Natural-language object grounding data
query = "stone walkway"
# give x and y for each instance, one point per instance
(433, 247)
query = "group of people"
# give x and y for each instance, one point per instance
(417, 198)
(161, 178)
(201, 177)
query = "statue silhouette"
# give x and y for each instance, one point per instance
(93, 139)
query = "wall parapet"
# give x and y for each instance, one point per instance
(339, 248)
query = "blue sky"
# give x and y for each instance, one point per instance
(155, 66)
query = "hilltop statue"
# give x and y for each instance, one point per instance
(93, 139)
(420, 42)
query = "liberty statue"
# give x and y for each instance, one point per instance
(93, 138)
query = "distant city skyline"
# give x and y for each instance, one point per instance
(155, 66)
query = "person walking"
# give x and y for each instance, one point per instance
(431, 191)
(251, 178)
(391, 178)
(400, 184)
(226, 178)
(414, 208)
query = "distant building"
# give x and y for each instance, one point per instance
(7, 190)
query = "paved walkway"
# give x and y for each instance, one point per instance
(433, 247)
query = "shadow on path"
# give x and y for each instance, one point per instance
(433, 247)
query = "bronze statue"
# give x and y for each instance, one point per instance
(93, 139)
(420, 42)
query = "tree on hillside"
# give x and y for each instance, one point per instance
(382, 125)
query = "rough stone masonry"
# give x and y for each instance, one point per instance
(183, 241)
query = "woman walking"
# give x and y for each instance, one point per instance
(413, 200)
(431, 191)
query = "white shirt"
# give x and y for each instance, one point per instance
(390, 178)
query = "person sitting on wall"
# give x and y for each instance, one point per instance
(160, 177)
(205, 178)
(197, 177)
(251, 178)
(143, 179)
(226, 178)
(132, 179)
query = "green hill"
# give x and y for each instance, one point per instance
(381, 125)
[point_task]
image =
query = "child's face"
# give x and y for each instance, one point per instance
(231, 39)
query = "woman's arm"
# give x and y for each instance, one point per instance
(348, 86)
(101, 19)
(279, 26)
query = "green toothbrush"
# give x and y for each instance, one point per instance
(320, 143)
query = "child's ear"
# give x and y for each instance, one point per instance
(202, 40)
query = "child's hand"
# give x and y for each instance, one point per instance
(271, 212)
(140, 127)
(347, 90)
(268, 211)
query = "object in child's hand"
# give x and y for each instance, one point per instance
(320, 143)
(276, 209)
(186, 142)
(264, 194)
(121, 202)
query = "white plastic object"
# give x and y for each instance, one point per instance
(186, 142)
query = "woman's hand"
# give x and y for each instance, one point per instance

Work request »
Exact reproduction of every entry is needed.

Answer to this exercise »
query = "stone walkway"
# give x and y for each instance, one point per instance
(433, 247)
query = "group of people"
# give x and y for each instance, one point per instance
(417, 198)
(161, 178)
(201, 177)
query = "statue silhouette"
# give x and y for each instance, one point per instance
(93, 139)
query = "wall parapet"
# give x and y for each instance, one point per instance
(339, 248)
query = "blue sky"
# give x and y for each instance, one point per instance
(155, 66)
query = "hilltop statue"
# give x and y for each instance, one point per instance
(93, 139)
(420, 42)
query = "liberty statue"
# give x and y for each instance, one point per instance
(93, 138)
query = "distant city skyline"
# give x and y for each instance, one point per instance
(155, 66)
query = "person walking"
# give x and y for each instance, one point per instance
(431, 191)
(251, 178)
(391, 178)
(400, 184)
(226, 178)
(414, 208)
query = "distant building"
# give x and y for each instance, one point per instance
(7, 190)
query = "paved walkway"
# give x and y for each instance, one point per instance
(433, 247)
query = "shadow on path"
# give x and y for each instance, one point per instance
(433, 247)
query = "bronze statue"
# give x and y for each instance, one point per instance
(93, 139)
(420, 42)
query = "tree on hillside"
# give x and y for each instance, one point per instance
(382, 125)
query = "rough stone masonry"
# give x and y for each instance, one point per instance
(183, 241)
query = "woman walking"
# give x and y for each instance, one point per instance
(413, 200)
(431, 191)
query = "white shirt"
# give x and y for each instance, one point per instance
(390, 178)
query = "person sitting on wall"
# give x and y for each instance, one point per instance
(160, 177)
(205, 178)
(197, 177)
(251, 178)
(143, 179)
(226, 178)
(132, 179)
query = "green hill"
# give x and y for each instance, one point per instance
(381, 125)
[point_task]
image =
query = "child's face"
# give x and y for each instance, one point per instance
(231, 39)
query = "woman's arm"
# give x and y for each instance, one point per instance
(348, 86)
(101, 19)
(279, 26)
query = "green toothbrush"
# give x and y for each instance, one point per instance
(320, 143)
query = "child's ear"
# give x and y for each instance, one point per instance
(202, 40)
query = "child's hand"
# give x and y for each instance, one point per instance
(271, 212)
(140, 127)
(347, 90)
(268, 211)
query = "object in child's hand"
# give x and y for each instance, one point per instance
(320, 143)
(276, 209)
(186, 142)
(264, 194)
(121, 202)
query = "white plastic object"
# give x and y for each instance, one point per instance
(186, 142)
query = "woman's hand"
# give x and y for each instance, one point per instance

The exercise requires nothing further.